**TASK 1:**
List every item the passage on associational discrimination sets inside parentheses, leaving out the plural marker "(s)".
**TASK 2:**
Copy the stretch of the passage on associational discrimination from "In Manon v." through "Rights Law (NYCHRL).", word for word.

**EXTRACT PROVIDED:**
- Opening Delimiter -

Many employment discrimination cases involve allegations by an employee (or former employee) that they have endured discriminatory treatment based on one or more of that person’s protected characteristics.
But what you may not know is that there is another type of claim – referred to in the case law as “associational discrimination” – based on the allegation that a person has suffered discrimination not because of their own protected characteristic(s), but rather due to their known association with someone else who is a member of a protected class.
In Manon v. 878 Educ., LLC, No. 13-CV-3476 RJS, 2015 WL 997725 (S.D.N.Y. Mar. 4, 2015), the Southern District of New York denied defendants’ motion for summary judgment on plaintiff’s associational discrimination claims under the Americans with Disabilities Act (ADA) and the New York City Human Rights Law (NYCHRL).
In sum, plaintiff (a receptionist in the defendant 878’s admissions department) alleged that she was fired, at least in part, due to time she took off to tend to her infant daughter who had been diagnosed with a medical condition called Reactive Airway Disease.

- Closing Delimiter -

**INFORMATION GIVEN:**
- Opening Delimiter -

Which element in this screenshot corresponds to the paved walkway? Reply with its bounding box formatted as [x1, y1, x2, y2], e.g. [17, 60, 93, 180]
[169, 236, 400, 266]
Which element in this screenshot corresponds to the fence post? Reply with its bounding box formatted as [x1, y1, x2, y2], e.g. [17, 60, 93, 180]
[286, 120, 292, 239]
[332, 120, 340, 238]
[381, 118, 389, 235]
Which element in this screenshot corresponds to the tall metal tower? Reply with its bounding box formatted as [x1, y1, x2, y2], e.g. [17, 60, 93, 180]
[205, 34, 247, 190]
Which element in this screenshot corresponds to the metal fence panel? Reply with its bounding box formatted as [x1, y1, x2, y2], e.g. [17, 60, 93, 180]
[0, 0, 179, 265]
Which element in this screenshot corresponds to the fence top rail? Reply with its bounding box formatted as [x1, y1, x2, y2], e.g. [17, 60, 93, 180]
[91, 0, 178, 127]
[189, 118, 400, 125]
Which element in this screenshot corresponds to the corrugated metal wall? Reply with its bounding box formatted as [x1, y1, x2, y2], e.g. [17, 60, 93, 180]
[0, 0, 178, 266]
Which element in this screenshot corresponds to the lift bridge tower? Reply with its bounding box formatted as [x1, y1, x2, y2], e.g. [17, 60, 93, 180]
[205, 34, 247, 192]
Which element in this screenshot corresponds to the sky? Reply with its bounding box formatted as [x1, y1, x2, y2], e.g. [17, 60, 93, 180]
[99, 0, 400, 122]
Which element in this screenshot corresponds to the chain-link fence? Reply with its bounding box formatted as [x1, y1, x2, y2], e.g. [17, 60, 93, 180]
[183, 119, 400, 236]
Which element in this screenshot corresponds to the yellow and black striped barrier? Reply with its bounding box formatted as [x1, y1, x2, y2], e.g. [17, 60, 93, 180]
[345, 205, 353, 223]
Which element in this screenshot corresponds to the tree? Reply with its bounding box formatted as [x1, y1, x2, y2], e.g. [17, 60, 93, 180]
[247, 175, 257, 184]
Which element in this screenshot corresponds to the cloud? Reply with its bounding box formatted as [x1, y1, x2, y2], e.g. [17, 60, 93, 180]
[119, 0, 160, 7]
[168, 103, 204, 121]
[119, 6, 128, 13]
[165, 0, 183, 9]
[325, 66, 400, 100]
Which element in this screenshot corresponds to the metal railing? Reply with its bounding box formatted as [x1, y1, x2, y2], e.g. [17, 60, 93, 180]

- Closing Delimiter -

**WRITTEN REPLY 1:**
- or former employee
- S.D.N.Y. Mar. 4, 2015
- ADA
- NYCHRL
- a receptionist in the defendant 878’s admissions department

**WRITTEN REPLY 2:**
In Manon v. 878 Educ., LLC, No. 13-CV-3476 RJS, 2015 WL 997725 (S.D.N.Y. Mar. 4, 2015), the Southern District of New York denied defendants’ motion for summary judgment on plaintiff’s associational discrimination claims under the Americans with Disabilities Act (ADA) and the New York City Human Rights Law (NYCHRL).